◆ WHAT IS ASKED
Extend the code review thread on nanosecond timestamp column vectors from the point where it stops.

◆ GIVEN PASSAGE
┌──
Re: [PR] [SPARK-57100][SQL] Add columnar (ColumnVector) support for nanosecond timestamp types [spark]

via GitHub Sat, 30 May 2026 02:18:35 -0700


peter-toth commented on code in PR #56198:
URL: https://github.com/apache/spark/pull/56198#discussion_r3328503541



##########
sql/core/src/main/java/org/apache/spark/sql/execution/vectorized/WritableColumnVector.java:
##########
@@ -751,7 +762,10 @@ public final int appendStruct(boolean isNull) {
       putNull(elementsAppended);
       elementsAppended++;
       for (WritableColumnVector c: childColumns) {
-        if (c.type instanceof StructType || c.type instanceof VariantType) {
+        if (c.type instanceof StructType || c.type instanceof VariantType
+            || c.type instanceof CalendarIntervalType

Review Comment:
   Adding `CalendarIntervalType` here isn't just supporting the new nanos types 
— it also fixes a previously-latent bug for nested struct-of-interval. Pre-PR, 
when an outer struct column was appended as null and one of its child columns 
was a `CalendarInterval`, the interval child took the `else` branch 
(`c.appendNull()`), advancing only the interval's own cursor and leaving its 
three grandchild primitive columns (`months`/`days`/`microseconds`) 
un-advanced. Subsequent rows would then write into the wrong grandchild slots — 
silent skew.
   
   The fix is correct, but:
   
   1. The PR description doesn't mention this. Worth one line so reviewers 
don't miss the interval-semantics change.
   2. There's no test exercising the new recursion. The minimum case is a 
struct-of-interval column with at least one null parent row, then read back the 
next non-null row's children to verify they aren't shifted. Same shape extends 
to struct-of-`TimestampNanos`.
   
   Up to you whether to split out into a separate commit or keep bundled.



##########
sql/core/src/test/scala/org/apache/spark/sql/execution/vectorized/ColumnVectorSuite.scala:
##########
@@ -379,6 +379,50 @@ class ColumnVectorSuite extends SparkFunSuite with 
SQLHelper {
     }
   }
 
+  testVectors("timestamp_ntz_nanos", 10, TimestampNTZNanosType(9)) { 
testVector =>
+    val values = (0 until 10).map(i => TimestampNanosVal.fromParts(i * 1000L, 
i.toShort))
+    values.foreach { v =>
+      testVector.putNotNull(testVector.elementsAppended)
+      testVector.putTimestampNTZNanos(testVector.elementsAppended, v)
└──
Point-based annotation data
┌──
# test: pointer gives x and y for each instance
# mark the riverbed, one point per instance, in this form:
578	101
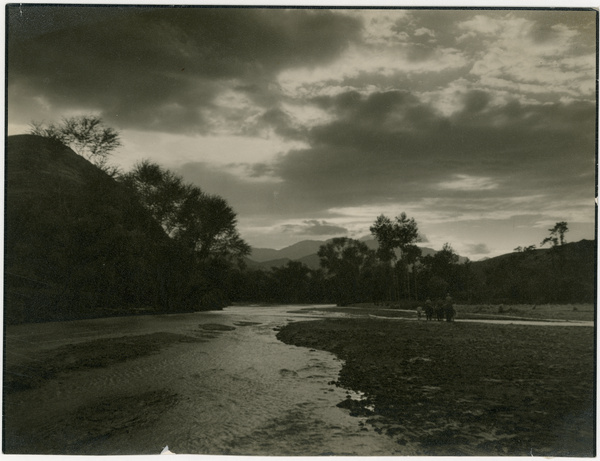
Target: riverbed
225	386
212	383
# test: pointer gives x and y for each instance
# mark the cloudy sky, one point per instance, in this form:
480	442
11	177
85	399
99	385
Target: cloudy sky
478	123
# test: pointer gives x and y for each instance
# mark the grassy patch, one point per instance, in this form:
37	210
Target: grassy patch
467	389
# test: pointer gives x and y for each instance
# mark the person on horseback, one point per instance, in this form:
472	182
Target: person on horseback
449	309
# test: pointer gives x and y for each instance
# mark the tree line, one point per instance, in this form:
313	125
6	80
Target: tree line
194	257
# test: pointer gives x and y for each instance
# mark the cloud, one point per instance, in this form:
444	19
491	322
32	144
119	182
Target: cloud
477	249
163	68
314	227
468	183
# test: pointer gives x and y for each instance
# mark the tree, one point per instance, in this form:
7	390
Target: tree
204	224
557	234
348	263
86	135
401	234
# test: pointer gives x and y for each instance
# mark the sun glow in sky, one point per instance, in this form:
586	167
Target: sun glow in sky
478	123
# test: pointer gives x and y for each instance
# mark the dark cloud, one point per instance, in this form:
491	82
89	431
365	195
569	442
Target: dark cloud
158	68
314	227
391	147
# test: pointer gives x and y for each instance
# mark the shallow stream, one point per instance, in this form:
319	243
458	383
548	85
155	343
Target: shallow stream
239	391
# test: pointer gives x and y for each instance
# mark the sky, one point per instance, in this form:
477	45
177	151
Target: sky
478	123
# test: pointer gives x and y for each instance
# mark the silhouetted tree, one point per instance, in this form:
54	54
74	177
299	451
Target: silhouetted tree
400	234
557	234
86	135
347	262
203	223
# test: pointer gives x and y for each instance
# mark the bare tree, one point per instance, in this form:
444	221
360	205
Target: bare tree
557	234
86	135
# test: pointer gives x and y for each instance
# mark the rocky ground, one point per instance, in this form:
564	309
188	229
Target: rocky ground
465	388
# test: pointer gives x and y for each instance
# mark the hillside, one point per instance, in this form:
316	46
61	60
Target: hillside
77	244
565	273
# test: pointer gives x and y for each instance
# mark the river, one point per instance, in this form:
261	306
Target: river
233	389
239	392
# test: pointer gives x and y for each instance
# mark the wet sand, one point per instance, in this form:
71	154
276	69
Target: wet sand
208	383
463	388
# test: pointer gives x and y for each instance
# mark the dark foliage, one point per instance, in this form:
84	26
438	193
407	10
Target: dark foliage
78	244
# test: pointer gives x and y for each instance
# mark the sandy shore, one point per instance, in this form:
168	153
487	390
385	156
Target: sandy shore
465	389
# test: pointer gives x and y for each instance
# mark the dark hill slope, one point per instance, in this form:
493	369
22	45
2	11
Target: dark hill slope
563	274
77	244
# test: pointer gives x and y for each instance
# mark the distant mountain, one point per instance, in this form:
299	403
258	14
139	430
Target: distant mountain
└──
◆ OUTPUT FOR THIS EXERCISE
+      testVector.elementsAppended += 1
+    }
+    values.zipWithIndex.foreach { case (v, i) =>
+      assert(testVector.getTimestampNTZNanos(i) === v)
+    }
+    testVector.putNull(0)
+    assert(testVector.isNullAt(0))
+  }
+
+  testVectors("timestamp_ltz_nanos", 10, TimestampLTZNanosType(9)) { 
testVector =>
+    val values = (0 until 10).map(i => TimestampNanosVal.fromParts(i * 1000L, 
i.toShort))
+    values.foreach { v =>
+      testVector.putNotNull(testVector.elementsAppended)
+      testVector.putTimestampLTZNanos(testVector.elementsAppended, v)
+      testVector.elementsAppended += 1
+    }
+    values.zipWithIndex.foreach { case (v, i) =>
+      assert(testVector.getTimestampLTZNanos(i) === v)
+    }
+    testVector.putNull(0)
+    assert(testVector.isNullAt(0))
+  }
+
+  testVectors("mutable ColumnarRow with TimestampNTZNanosType", 5,
+      TimestampNTZNanosType(9)) { testVector =>
+    val mutableRow = new MutableColumnarRow(Array(testVector))
+    val values = (0 until 5).map(i => TimestampNanosVal.fromParts(i * 100L, 
i.toShort))
+    values.zipWithIndex.foreach { case (v, i) =>
+      mutableRow.rowId = i
+      mutableRow.setTimestampNTZNanos(0, v)
+    }
+    values.zipWithIndex.foreach { case (v, i) =>
+      mutableRow.rowId = i
+      assert(mutableRow.getTimestampNTZNanos(0) === v)
+      assert(mutableRow.get(0, TimestampNTZNanosType(9)) === v)
+      assert(mutableRow.copy().get(0, TimestampNTZNanosType(9)) === v)
+    }
+  }

Review Comment:
   The PR adds a `MutableColumnarRow` test for `TimestampNTZNanosType` but not 
for `TimestampLTZNanosType`. The LTZ paths (`setTimestampLTZNanos` at 
`MutableColumnarRow.java:348`, the `update(TimestampLTZNanosType)` and 
`get(TimestampLTZNanosType)` dispatches at `MutableColumnarRow.java:240,272`, 
and the `copy()` branch at `MutableColumnarRow.java:104`) aren't exercised. 
Adding a parallel `mutable ColumnarRow with TimestampLTZNanosType` block right 
after this one closes the gap.



##########
sql/core/src/main/java/org/apache/spark/sql/execution/vectorized/ColumnVectorUtils.java:
##########
@@ -106,6 +107,10 @@ public static void populate(
       } else if (pdt instanceof PhysicalCalendarIntervalType) {
         // The value of `numRows` is irrelevant.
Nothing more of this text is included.